# 指示 1:
以下の一覧に含まれる行をすべて、空行を除いた番号付きリストとして並べてください。

# 文書部分:

長生浦モノレール

長生浦モノレール(장생포모노레일/読み:チャンセンポモノレイル)は、蔚山広域市南区の長生浦クジラ文化特区内にあるクジラ博物館(고래박물관/読み:コレバンムルグァン)とクジラ文化村(고래문화마을/読み:コレムナマウル)を結ぶ、周回軌道のスロープカーである。2018年5月18日に開通した。レール長:1,338m、運行速度:70m/分(=4.2km/h)、路線の最大傾斜は18度(=325‰)(※1)。三相交流400V電化。レール規格はD270(D=Depth。数字はレール上面から底面までの深さ(高さ)を示す)。一周の所要時間は約21分。運行時間は10:00~18:00(曜日・季節によって延長運転あり)、運賃は大人11,000ウォン(2023年1月現在)。施設運営は韓国モノレール株式会社(以下、韓国モノレール社)の関係会社である長生浦モノレール株式会社。なお、長生浦クジラ文化特区全体の運営は蔚山広域市南区都市管理公団が行っている。

# 利用可能な一覧:
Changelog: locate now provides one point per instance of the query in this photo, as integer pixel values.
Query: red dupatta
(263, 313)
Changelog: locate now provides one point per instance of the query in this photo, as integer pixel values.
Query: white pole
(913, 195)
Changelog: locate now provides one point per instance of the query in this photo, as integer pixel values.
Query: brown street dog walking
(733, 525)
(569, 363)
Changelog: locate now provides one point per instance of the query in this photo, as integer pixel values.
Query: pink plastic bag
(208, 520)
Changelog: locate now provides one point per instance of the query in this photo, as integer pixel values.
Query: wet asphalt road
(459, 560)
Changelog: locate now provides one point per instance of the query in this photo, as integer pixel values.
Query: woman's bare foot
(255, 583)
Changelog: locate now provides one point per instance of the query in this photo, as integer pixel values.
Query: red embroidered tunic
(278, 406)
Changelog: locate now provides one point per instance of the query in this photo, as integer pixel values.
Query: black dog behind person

# 指示 2:
上記の長生浦モノレールに関する文書を、一字一句たがえずに全文書き写してください。

# 結果 1:
1. Changelog: locate now provides one point per instance of the query in this photo, as integer pixel values.
2. Query: red dupatta
3. (263, 313)
4. Changelog: locate now provides one point per instance of the query in this photo, as integer pixel values.
5. Query: white pole
6. (913, 195)
7. Changelog: locate now provides one point per instance of the query in this photo, as integer pixel values.
8. Query: brown street dog walking
9. (733, 525)
10. (569, 363)
11. Changelog: locate now provides one point per instance of the query in this photo, as integer pixel values.
12. Query: pink plastic bag
13. (208, 520)
14. Changelog: locate now provides one point per instance of the query in this photo, as integer pixel values.
15. Query: wet asphalt road
16. (459, 560)
17. Changelog: locate now provides one point per instance of the query in this photo, as integer pixel values.
18. Query: woman's bare foot
19. (255, 583)
20. Changelog: locate now provides one point per instance of the query in this photo, as integer pixel values.
21. Query: red embroidered tunic
22. (278, 406)
23. Changelog: locate now provides one point per instance of the query in this photo, as integer pixel values.
24. Query: black dog behind person

# 結果 2:
長生浦モノレール

長生浦モノレール(장생포모노레일/読み:チャンセンポモノレイル)は、蔚山広域市南区の長生浦クジラ文化特区内にあるクジラ博物館(고래박물관/読み:コレバンムルグァン)とクジラ文化村(고래문화마을/読み:コレムナマウル)を結ぶ、周回軌道のスロープカーである。2018年5月18日に開通した。レール長:1,338m、運行速度:70m/分(=4.2km/h)、路線の最大傾斜は18度(=325‰)(※1)。三相交流400V電化。レール規格はD270(D=Depth。数字はレール上面から底面までの深さ(高さ)を示す)。一周の所要時間は約21分。運行時間は10:00~18:00(曜日・季節によって延長運転あり)、運賃は大人11,000ウォン(2023年1月現在)。施設運営は韓国モノレール株式会社(以下、韓国モノレール社)の関係会社である長生浦モノレール株式会社。なお、長生浦クジラ文化特区全体の運営は蔚山広域市南区都市管理公団が行っている。